* [Task to complete] All that is wanted is a word-for-word copy of the line with "Note: for this drill, pin each instance of the dry" and every line after it in the data below.

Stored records
────────────────────────────────────────
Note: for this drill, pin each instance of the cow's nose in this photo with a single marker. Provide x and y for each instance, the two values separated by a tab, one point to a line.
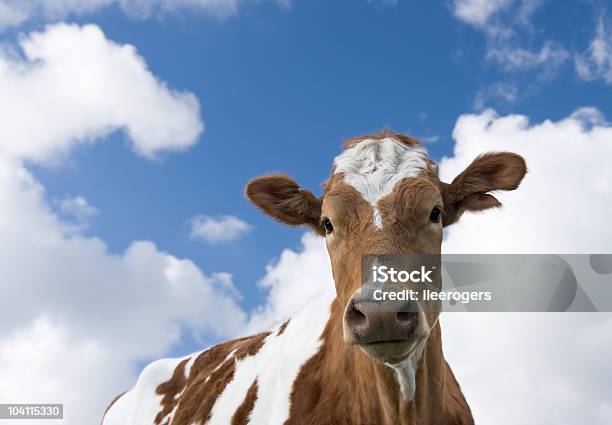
371	321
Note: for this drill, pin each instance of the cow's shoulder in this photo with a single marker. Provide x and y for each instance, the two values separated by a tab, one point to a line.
243	380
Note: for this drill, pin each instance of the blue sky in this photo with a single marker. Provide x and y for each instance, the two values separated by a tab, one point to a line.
280	85
281	89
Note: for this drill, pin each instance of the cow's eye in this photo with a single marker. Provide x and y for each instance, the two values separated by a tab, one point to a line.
326	222
435	214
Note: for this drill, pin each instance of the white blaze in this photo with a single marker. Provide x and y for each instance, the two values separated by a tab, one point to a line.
374	167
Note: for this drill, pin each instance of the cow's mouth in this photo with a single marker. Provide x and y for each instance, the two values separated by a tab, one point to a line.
390	351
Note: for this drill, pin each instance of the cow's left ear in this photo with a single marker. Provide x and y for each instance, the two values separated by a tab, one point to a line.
283	199
469	190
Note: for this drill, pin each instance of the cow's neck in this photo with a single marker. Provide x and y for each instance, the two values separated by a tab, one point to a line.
351	382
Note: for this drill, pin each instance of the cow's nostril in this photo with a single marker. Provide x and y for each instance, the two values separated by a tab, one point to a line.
405	316
355	316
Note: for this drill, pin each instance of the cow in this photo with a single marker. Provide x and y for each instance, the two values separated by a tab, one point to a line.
340	360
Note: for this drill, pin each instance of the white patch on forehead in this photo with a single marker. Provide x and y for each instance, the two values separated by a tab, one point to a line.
374	167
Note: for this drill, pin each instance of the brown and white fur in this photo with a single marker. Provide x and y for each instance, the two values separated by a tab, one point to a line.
322	367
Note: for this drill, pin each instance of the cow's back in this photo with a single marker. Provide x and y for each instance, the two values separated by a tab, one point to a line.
247	380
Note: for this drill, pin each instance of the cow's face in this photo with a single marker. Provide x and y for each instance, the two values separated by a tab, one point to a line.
384	197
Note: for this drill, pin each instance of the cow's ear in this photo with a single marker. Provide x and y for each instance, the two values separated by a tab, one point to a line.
284	200
469	190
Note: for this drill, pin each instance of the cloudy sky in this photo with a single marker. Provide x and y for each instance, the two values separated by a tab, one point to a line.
128	129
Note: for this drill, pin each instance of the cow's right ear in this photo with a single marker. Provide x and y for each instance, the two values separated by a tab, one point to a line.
284	200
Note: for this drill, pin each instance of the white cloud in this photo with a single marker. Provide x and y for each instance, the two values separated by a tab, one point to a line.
75	318
17	12
78	208
218	229
507	27
76	72
515	369
536	368
596	62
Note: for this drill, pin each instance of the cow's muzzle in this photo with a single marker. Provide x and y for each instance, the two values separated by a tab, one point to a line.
387	329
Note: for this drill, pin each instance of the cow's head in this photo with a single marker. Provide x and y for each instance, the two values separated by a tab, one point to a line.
384	197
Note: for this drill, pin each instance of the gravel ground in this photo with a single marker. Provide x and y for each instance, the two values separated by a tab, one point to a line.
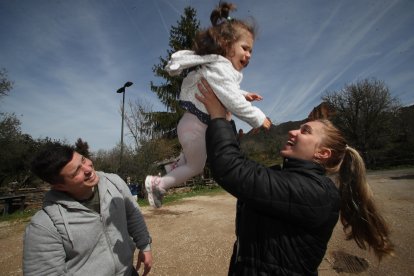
195	235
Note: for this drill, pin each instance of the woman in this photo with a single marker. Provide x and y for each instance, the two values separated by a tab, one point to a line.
285	217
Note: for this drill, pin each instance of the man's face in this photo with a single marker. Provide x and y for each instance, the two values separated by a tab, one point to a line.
241	51
78	175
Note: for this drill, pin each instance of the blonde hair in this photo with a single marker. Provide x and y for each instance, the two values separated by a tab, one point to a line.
359	215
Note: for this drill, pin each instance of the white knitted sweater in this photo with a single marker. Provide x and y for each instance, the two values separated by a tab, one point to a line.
223	79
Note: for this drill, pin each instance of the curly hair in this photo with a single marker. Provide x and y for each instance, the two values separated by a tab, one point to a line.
224	32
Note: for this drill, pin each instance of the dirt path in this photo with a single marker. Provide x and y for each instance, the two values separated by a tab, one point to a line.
195	236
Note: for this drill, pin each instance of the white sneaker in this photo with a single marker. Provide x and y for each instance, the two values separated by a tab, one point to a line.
155	193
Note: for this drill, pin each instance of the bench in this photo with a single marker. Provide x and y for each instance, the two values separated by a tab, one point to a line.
10	200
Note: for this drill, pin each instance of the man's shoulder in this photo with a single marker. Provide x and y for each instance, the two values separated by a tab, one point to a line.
112	177
42	218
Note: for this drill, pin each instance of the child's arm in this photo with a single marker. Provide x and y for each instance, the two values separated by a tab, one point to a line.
250	96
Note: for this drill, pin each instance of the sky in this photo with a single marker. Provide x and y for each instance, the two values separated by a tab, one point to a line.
68	58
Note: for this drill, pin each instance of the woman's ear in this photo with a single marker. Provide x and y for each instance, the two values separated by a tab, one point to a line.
323	153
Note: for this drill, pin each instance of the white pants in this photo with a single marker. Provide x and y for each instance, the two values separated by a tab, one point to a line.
191	134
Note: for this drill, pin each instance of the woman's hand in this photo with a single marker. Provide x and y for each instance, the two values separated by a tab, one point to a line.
210	100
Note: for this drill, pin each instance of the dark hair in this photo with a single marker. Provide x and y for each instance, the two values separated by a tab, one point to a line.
225	31
360	216
50	160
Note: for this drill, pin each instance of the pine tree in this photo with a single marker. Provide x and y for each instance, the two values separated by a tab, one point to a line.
181	37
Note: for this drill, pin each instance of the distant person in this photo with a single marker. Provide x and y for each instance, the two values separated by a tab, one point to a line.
285	217
220	53
89	225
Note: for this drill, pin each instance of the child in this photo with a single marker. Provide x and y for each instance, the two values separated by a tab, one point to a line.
220	54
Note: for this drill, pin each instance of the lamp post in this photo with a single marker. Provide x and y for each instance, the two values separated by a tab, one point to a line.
122	90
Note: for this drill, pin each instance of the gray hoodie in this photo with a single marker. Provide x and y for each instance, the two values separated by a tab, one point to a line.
66	238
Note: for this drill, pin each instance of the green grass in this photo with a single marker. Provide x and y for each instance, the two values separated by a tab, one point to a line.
196	190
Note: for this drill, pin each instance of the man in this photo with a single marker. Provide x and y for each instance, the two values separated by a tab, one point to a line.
89	225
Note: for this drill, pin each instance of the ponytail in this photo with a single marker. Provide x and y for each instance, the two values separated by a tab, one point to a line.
359	214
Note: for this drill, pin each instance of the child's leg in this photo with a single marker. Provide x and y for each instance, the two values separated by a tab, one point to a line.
191	134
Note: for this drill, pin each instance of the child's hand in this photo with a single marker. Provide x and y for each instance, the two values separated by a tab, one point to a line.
253	97
267	123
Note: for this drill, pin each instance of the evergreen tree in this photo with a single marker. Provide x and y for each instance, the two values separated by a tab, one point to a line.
181	37
82	147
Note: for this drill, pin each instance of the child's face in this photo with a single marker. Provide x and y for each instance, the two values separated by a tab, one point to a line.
240	52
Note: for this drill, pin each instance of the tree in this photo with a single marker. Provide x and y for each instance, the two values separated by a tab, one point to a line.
181	37
5	84
135	120
82	147
364	111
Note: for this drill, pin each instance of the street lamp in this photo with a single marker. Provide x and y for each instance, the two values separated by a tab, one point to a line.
122	90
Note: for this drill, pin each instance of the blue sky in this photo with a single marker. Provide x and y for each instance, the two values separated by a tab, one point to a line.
68	58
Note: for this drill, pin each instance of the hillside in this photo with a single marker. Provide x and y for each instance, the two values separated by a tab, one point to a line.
264	146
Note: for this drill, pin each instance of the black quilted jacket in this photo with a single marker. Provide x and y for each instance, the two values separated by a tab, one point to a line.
284	218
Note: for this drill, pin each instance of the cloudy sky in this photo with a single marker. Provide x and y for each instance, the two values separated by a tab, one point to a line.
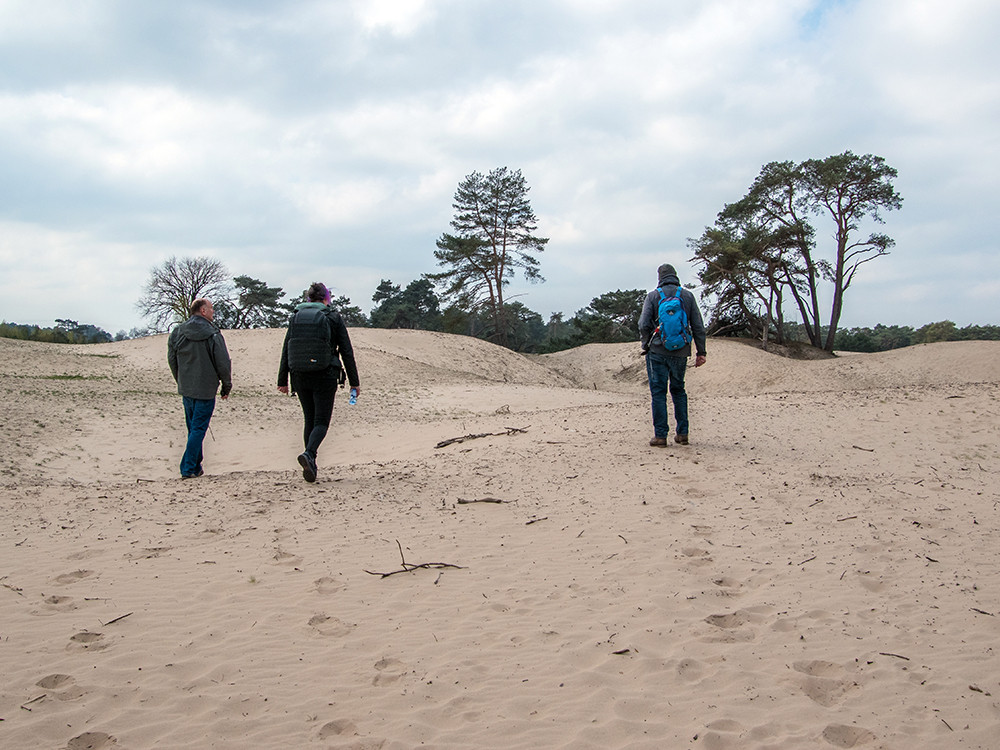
302	140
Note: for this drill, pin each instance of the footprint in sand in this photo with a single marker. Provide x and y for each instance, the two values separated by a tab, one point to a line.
329	626
871	581
697	555
76	575
732	624
286	558
690	670
55	604
338	728
841	735
722	734
389	671
92	741
824	682
728	586
87	641
62	687
328	585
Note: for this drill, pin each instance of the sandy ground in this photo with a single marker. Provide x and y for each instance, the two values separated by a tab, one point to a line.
819	568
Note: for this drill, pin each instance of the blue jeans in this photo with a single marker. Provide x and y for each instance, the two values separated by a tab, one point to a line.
667	373
197	415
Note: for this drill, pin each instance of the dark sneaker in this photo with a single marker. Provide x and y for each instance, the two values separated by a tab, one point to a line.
308	465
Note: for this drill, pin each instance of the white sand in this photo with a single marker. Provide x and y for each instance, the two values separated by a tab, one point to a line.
819	568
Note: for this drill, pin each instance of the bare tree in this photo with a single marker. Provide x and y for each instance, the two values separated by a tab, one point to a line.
175	284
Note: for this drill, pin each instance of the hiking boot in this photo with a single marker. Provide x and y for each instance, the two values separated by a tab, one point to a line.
308	464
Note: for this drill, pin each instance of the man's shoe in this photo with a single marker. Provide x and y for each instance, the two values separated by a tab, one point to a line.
308	465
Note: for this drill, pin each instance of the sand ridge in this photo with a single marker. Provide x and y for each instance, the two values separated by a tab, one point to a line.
818	569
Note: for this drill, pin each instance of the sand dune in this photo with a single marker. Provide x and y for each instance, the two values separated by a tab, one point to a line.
817	569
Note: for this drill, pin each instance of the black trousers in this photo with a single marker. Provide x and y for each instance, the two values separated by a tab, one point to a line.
316	392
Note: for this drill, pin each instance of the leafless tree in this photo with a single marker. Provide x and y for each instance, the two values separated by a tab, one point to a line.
176	283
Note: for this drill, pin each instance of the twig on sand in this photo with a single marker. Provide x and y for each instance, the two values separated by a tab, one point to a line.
12	588
476	436
408	567
904	658
33	700
117	619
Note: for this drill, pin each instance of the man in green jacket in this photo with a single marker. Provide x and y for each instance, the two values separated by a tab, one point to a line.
199	362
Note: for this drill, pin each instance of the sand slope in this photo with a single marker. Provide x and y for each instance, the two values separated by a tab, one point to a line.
818	569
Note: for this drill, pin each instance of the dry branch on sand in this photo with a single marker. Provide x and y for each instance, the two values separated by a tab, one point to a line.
408	567
463	438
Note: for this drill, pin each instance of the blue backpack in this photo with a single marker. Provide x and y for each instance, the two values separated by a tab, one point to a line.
673	328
────────────────────────────────────────
* [Task result]
Note: for this drill, pin each instance of the dry branch on sand in this photo with a single marker. Provide x and y for each instance, the two values separated by a tab, one point to a line.
408	567
463	438
Note: for this drill, pin each instance of the blue backpack in this photo with a single marker. Provide x and y for each instance, the two values separated by a tab, one point to a line.
673	328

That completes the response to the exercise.